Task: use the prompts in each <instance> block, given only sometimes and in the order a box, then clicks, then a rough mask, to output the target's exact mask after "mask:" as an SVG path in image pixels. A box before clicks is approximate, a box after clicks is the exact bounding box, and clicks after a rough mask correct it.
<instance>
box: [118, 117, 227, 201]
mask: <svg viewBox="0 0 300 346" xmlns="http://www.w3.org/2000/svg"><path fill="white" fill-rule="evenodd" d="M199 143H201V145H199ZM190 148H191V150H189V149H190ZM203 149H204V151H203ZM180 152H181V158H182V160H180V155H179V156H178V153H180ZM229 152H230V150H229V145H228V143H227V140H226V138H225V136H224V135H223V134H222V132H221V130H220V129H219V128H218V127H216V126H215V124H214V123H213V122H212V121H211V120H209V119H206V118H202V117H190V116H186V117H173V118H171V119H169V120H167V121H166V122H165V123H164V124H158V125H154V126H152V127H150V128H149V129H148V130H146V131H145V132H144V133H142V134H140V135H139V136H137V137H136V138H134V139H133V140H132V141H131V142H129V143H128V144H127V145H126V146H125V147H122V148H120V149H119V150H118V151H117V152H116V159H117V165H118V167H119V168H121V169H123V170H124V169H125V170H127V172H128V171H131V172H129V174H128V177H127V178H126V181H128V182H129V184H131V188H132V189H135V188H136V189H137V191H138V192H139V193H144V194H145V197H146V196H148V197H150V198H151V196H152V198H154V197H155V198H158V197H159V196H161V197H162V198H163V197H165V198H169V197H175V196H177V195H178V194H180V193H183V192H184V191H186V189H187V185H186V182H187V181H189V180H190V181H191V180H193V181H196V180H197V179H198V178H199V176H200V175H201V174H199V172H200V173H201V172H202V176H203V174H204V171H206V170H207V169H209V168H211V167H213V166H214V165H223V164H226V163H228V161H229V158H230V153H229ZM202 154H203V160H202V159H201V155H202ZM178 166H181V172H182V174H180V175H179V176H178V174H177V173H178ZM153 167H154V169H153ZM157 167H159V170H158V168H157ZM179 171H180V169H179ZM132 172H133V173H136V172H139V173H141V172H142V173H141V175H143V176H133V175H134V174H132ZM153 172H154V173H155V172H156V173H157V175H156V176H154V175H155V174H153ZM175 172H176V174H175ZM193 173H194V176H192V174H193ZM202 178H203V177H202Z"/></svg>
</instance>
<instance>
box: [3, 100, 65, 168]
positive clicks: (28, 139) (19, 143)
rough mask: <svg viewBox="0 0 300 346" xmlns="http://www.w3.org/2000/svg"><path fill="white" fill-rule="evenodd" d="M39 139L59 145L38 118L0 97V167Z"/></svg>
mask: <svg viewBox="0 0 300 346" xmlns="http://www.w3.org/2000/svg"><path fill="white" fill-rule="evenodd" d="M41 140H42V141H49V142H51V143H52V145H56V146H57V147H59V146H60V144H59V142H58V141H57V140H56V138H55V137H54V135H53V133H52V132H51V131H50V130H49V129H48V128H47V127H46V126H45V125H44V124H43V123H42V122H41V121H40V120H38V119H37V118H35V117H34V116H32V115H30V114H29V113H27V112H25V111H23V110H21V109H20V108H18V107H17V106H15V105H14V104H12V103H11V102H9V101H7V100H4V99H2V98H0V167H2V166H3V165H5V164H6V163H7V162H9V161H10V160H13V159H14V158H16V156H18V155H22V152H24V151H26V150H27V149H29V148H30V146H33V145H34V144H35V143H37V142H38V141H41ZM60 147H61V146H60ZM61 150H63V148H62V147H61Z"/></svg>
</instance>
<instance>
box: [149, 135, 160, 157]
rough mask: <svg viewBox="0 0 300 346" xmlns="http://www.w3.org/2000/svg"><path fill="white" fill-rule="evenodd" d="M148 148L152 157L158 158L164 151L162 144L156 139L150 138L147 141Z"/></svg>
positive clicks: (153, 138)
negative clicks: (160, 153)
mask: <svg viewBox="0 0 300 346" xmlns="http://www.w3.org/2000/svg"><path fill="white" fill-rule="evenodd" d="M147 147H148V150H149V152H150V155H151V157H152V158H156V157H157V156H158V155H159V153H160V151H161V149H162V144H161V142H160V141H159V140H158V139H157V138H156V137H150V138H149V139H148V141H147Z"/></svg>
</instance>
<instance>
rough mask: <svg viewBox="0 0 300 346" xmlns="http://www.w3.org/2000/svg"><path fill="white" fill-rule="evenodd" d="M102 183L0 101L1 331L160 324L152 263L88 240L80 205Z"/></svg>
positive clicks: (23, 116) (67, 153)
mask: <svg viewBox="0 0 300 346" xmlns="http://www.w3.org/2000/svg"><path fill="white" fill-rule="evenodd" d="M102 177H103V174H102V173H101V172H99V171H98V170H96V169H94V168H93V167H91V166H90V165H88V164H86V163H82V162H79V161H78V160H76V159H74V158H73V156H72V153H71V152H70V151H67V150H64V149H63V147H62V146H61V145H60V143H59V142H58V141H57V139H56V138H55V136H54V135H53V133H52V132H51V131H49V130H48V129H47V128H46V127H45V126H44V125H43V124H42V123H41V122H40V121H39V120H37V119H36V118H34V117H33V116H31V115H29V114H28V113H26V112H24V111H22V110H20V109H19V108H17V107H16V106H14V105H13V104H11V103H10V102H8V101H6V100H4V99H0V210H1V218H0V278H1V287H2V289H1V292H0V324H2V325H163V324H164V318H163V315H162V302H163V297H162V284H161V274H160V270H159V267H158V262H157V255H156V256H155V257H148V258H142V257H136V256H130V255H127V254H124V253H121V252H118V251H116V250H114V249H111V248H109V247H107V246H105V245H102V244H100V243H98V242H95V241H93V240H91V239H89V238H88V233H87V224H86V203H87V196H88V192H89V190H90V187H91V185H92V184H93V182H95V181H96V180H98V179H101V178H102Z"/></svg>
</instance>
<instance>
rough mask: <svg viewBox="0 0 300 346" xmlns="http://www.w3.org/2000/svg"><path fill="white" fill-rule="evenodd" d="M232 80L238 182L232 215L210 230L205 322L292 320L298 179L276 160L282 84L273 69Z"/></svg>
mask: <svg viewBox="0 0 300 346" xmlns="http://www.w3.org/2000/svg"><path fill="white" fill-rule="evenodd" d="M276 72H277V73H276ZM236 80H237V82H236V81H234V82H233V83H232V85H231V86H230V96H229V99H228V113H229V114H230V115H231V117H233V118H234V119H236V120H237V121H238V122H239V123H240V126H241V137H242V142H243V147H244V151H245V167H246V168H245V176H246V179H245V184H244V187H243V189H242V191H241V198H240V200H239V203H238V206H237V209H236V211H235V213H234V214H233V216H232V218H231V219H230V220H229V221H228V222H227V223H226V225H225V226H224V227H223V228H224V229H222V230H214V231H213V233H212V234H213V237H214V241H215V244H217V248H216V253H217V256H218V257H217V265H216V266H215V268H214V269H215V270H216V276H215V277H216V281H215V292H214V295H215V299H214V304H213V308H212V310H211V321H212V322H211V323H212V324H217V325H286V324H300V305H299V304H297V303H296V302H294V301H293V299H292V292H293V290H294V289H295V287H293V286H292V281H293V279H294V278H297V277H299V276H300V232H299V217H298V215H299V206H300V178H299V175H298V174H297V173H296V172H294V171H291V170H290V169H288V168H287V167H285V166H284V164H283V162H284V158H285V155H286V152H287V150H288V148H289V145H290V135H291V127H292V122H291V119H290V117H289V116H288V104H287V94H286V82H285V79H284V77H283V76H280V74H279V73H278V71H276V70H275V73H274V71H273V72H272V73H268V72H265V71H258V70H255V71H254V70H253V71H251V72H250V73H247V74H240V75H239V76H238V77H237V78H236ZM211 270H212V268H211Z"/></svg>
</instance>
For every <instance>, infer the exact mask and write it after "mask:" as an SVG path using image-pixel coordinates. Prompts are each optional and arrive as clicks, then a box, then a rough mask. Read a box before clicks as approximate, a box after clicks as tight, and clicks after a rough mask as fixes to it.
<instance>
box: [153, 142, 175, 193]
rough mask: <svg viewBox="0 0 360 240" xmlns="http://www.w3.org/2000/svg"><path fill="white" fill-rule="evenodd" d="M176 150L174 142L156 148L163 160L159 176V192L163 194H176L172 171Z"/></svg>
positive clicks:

-----

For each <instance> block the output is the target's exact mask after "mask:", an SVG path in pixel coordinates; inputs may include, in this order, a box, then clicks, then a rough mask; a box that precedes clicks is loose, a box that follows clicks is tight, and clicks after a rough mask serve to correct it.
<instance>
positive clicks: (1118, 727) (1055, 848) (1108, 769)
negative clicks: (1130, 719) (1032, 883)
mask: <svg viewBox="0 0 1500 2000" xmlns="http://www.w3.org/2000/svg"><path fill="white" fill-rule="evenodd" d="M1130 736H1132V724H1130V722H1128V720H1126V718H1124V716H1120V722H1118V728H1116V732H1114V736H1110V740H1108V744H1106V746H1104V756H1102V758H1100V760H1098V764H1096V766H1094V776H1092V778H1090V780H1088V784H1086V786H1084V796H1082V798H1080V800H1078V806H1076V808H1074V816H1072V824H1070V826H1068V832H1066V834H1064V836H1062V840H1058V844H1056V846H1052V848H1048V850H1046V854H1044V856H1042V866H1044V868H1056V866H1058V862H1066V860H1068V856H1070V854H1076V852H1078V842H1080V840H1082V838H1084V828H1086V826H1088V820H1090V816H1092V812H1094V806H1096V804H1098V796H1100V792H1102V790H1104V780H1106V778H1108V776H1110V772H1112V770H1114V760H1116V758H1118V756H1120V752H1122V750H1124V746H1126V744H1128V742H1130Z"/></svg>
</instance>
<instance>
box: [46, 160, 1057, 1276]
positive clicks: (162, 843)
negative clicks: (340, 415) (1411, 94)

-----

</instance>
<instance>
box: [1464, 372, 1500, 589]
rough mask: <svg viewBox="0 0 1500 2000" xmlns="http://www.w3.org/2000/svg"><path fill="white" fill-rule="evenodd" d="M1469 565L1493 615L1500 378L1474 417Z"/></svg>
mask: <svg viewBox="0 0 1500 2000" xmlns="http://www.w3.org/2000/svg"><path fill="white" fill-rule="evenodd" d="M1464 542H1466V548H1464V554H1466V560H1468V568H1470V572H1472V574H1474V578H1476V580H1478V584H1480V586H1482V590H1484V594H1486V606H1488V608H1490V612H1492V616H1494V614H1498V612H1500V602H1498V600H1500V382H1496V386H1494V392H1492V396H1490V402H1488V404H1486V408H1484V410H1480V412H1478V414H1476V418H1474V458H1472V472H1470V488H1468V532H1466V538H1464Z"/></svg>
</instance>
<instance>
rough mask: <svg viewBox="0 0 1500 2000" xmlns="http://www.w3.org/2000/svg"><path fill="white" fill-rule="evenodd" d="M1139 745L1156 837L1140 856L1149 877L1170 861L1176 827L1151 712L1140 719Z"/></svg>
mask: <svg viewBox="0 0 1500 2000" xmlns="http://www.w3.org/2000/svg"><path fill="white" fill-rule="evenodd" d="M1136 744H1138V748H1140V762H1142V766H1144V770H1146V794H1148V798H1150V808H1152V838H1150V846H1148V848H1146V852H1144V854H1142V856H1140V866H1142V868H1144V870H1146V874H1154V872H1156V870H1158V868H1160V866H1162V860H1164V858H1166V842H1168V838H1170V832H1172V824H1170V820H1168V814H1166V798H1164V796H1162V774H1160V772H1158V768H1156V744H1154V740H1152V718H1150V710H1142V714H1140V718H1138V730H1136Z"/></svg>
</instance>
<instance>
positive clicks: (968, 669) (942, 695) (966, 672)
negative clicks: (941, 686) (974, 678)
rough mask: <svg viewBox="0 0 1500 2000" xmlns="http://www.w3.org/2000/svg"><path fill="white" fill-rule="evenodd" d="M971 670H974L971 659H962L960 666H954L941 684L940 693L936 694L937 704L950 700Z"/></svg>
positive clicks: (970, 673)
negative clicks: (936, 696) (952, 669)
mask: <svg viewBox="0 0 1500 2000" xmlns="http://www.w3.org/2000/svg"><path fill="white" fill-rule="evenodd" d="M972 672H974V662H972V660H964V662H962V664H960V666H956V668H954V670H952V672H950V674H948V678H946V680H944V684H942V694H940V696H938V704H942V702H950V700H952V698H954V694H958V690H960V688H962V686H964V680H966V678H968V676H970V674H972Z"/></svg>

-----

PROBLEM STATEMENT | Copy out everything from the line containing "Task: use the" down to the line containing "box: [118, 117, 227, 201]", both included, unchanged.

RESPONSE BOX |
Task: use the prompts in each <instance> block, given only sometimes and in the order a box, then clicks, then a rough mask, to output the target's exact mask after "mask:" as an SVG path in image pixels. A box before clicks is approximate, a box after clicks is the exact bounding box, and clicks after a rough mask correct it.
<instance>
box: [118, 117, 227, 201]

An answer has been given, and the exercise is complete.